_REQUIREMENT_: Copy every item below line for line, without changing a single character.

>> BEGIN

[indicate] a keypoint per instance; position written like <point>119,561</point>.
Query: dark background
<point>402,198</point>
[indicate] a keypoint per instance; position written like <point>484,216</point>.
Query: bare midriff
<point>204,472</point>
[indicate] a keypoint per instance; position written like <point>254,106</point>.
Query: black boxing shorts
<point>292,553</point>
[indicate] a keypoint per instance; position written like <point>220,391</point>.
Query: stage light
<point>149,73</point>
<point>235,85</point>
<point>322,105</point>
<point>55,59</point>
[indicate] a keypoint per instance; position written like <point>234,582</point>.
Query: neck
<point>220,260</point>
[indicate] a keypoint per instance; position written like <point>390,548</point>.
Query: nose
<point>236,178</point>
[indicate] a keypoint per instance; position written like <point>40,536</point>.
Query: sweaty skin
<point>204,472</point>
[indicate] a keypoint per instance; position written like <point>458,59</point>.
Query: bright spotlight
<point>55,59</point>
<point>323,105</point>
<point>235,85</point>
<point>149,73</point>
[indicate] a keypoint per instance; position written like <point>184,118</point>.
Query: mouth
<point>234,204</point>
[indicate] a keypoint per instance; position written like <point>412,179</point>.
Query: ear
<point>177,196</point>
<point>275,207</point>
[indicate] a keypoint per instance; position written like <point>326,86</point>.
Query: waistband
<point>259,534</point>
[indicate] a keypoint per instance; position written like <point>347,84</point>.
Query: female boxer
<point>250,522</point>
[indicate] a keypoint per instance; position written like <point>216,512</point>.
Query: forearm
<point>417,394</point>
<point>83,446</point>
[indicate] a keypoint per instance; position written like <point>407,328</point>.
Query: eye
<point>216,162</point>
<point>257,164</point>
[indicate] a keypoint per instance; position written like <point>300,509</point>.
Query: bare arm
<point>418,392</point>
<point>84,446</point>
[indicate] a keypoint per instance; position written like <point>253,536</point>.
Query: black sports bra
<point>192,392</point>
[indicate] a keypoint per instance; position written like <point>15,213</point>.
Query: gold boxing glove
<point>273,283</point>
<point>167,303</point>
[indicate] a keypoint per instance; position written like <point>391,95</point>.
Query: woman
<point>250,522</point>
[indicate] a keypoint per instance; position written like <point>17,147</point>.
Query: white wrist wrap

>> END

_EXERCISE RESULT_:
[indicate] a keypoint per instance; position written like <point>119,561</point>.
Query: dark background
<point>402,198</point>
[indicate] a keypoint per instance; position written like <point>484,216</point>.
Query: bare midriff
<point>204,472</point>
[indicate] a keypoint per instance; position written like <point>254,106</point>.
Query: black boxing shorts
<point>292,553</point>
[indicate] a keypoint per instance; position written like <point>220,391</point>.
Query: stage light
<point>149,73</point>
<point>235,85</point>
<point>322,105</point>
<point>55,59</point>
[indicate] a keypoint per instance; position written like <point>234,582</point>.
Query: neck
<point>220,260</point>
[indicate] a keypoint per instance; position written like <point>390,548</point>.
Query: nose
<point>236,178</point>
[indicate] a keypoint per instance; position written like <point>40,536</point>.
Query: sweaty skin
<point>204,472</point>
[indicate] a keypoint per instance; position written like <point>458,59</point>.
Query: bright spotlight
<point>55,59</point>
<point>323,105</point>
<point>235,85</point>
<point>149,73</point>
[indicate] a keypoint per instance; position written like <point>184,118</point>.
Query: mouth
<point>234,204</point>
[indicate] a keypoint per instance; position written like <point>412,179</point>.
Query: ear
<point>177,196</point>
<point>275,207</point>
[indicate] a keypoint per instance; position written like <point>326,86</point>.
Query: waistband
<point>259,534</point>
[indicate] a keypoint per instance; position written like <point>347,84</point>.
Query: female boxer
<point>250,522</point>
[indicate] a keypoint per instance; position written like <point>216,512</point>.
Query: forearm
<point>417,394</point>
<point>83,446</point>
[indicate] a keypoint per instance; position written like <point>407,328</point>.
Query: eye
<point>216,162</point>
<point>257,164</point>
[indicate] a keypoint per instance; position written like <point>300,509</point>.
Query: bare arm
<point>418,392</point>
<point>84,446</point>
[indicate] a keypoint per instance; position written like <point>253,536</point>.
Query: black sports bra
<point>192,392</point>
[indicate] a keypoint per instance; position written like <point>15,213</point>.
Query: gold boxing glove
<point>273,283</point>
<point>167,303</point>
[indicate] a keypoint per instance; position written like <point>391,95</point>.
Query: woman
<point>250,522</point>
[indicate] a keypoint per instance; position written like <point>17,147</point>.
Query: white wrist wrap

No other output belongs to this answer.